* _To do_
Where the listing below has a line with "Target: steel cable lock", write out exactly that line and every line after it, stopping after the line with "Indicate the patagonia label".

__________

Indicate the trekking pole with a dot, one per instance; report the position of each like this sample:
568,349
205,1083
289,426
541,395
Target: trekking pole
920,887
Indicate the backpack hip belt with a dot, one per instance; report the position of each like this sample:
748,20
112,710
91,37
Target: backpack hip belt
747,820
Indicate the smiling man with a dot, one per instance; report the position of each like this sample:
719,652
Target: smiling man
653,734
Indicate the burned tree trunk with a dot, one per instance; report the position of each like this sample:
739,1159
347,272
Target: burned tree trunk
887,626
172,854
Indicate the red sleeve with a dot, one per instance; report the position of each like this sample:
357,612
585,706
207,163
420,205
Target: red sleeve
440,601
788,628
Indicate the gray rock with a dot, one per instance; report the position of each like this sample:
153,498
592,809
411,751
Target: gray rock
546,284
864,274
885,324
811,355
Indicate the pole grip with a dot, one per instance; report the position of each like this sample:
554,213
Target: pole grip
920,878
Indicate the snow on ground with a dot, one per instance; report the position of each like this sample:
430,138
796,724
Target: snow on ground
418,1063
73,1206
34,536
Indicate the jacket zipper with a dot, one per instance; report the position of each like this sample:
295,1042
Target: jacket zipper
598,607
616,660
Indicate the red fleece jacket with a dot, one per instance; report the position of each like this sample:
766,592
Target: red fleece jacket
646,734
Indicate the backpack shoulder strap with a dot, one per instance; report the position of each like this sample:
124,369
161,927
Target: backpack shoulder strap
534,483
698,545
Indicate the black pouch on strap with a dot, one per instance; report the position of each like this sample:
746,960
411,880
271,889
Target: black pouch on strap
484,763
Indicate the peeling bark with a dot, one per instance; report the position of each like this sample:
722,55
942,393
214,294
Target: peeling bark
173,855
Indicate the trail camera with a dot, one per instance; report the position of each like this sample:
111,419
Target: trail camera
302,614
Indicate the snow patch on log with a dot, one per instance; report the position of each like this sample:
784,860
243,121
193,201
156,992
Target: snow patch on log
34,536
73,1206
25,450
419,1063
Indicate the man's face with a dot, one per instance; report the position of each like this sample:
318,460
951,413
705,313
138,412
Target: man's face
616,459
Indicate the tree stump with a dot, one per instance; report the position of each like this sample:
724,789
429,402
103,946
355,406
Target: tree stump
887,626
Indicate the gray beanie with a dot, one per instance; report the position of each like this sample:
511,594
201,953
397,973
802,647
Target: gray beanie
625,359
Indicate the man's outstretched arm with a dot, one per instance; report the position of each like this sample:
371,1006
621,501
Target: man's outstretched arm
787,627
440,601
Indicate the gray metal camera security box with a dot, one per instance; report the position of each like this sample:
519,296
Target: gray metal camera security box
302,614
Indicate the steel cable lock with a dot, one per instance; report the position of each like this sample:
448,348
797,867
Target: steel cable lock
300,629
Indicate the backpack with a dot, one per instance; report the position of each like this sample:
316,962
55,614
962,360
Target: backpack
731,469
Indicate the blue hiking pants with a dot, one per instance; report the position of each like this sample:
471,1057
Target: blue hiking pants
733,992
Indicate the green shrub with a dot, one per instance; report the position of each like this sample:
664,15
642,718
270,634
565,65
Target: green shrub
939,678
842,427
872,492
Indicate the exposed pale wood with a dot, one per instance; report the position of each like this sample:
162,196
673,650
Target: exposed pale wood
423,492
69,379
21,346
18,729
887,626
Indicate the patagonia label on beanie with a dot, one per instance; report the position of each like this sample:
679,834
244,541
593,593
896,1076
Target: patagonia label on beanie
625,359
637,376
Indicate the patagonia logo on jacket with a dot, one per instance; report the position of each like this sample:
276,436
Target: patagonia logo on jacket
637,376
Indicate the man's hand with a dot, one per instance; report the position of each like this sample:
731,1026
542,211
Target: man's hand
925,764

__________

* _Completed task_
Target: steel cable lock
300,629
Indicate the backpack with a dot, one per instance; report the position of each like this sample:
316,962
55,614
962,360
Target: backpack
731,469
Indicate the blue hiking pants with a dot, one per instance; report the position of each like this sample:
471,1057
Target: blue hiking pants
733,992
Indicate the green shrub with a dot, one per instance; report the position of each like this sample:
664,15
642,718
270,634
565,65
Target: green shrub
939,678
842,427
872,492
Indicate the exposed pale wood with a dot, one per instance; report the position of each like this sample:
162,196
673,650
Target: exposed pale wood
423,492
69,379
21,346
18,729
887,626
Indicate the patagonia label on beanie with a dot, one per instance; report the position of each like this sample:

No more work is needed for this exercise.